(Prompt)
Retype the tail of the data exactly, starting at the line containing "Can you see the stray" and stopping at the last line.

(Point labeling examples)
— Start —

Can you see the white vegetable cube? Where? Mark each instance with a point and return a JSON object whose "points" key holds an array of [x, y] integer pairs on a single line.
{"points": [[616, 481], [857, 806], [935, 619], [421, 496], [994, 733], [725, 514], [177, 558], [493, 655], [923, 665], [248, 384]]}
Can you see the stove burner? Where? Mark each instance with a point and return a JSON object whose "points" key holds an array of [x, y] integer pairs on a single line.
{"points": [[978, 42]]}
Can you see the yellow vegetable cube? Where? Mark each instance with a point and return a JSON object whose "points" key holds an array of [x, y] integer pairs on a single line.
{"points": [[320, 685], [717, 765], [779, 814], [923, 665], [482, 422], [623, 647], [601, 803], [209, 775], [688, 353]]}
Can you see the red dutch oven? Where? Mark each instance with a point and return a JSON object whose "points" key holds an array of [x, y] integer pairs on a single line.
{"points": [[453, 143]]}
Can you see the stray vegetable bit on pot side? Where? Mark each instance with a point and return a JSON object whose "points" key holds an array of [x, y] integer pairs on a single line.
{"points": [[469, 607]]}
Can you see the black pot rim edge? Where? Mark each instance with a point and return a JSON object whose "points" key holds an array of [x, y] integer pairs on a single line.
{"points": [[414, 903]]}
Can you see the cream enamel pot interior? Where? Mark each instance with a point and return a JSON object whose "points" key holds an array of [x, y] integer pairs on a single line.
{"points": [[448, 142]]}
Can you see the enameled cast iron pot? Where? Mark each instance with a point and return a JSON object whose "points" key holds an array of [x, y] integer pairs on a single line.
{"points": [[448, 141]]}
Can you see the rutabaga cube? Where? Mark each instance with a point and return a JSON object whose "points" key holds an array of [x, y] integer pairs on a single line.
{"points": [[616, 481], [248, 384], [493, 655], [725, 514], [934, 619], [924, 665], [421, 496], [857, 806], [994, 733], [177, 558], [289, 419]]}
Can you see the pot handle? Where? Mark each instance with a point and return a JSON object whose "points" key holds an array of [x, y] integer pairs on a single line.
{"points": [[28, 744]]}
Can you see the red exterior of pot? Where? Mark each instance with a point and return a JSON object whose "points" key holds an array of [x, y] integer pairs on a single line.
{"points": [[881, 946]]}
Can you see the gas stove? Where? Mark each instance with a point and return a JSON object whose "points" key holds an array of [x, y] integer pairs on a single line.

— End —

(Written response)
Can you see the stray vegetable bit on pot side? Where? Mark each instance with a point and return a JSON object whose "points" key holds an array of [x, y] integer pairs on a single line.
{"points": [[469, 607]]}
Can you see the black pot rim edge? Where? Mark each instance with a point and return a JSON object whose "points" key holds an array of [x, y] integer pairs on a single line.
{"points": [[414, 903]]}
Can you see the cream enamel pot interior? Where? Mark each instance with a point and return a JSON object whose "points" key holds an array of [x, y] integer pairs on a single line.
{"points": [[448, 142]]}
Can you see the enameled cast iron pot? Where? Mark each instance with a point and return a JSON object whose "points" key holds an array of [x, y] integer pairs on a single line.
{"points": [[448, 141]]}
Can you see the rutabaga cube? Where? Mark each instance with a point and return a JSON object whose "points" key holds an array of [x, y] integer pairs on a single line.
{"points": [[616, 481], [248, 384], [493, 655], [725, 514], [934, 619], [924, 665], [421, 496], [857, 806], [994, 733], [177, 558], [289, 419]]}
Can you see the pot handle? Where? Mark each instance with a point and return a JSON object whose "points" key holds an array of [x, y] integer pairs on a single line.
{"points": [[28, 744]]}
Can you see the red exterior of pot? Where? Mark each instance with a point and return a JSON object whose "points" key holds an array of [x, y] integer pairs on a single line.
{"points": [[881, 946]]}
Can you see the gas stove? Where? Mark each instance with a point and return a JSON object whose "points" key holds an array of [x, y] integer pairs on a single line.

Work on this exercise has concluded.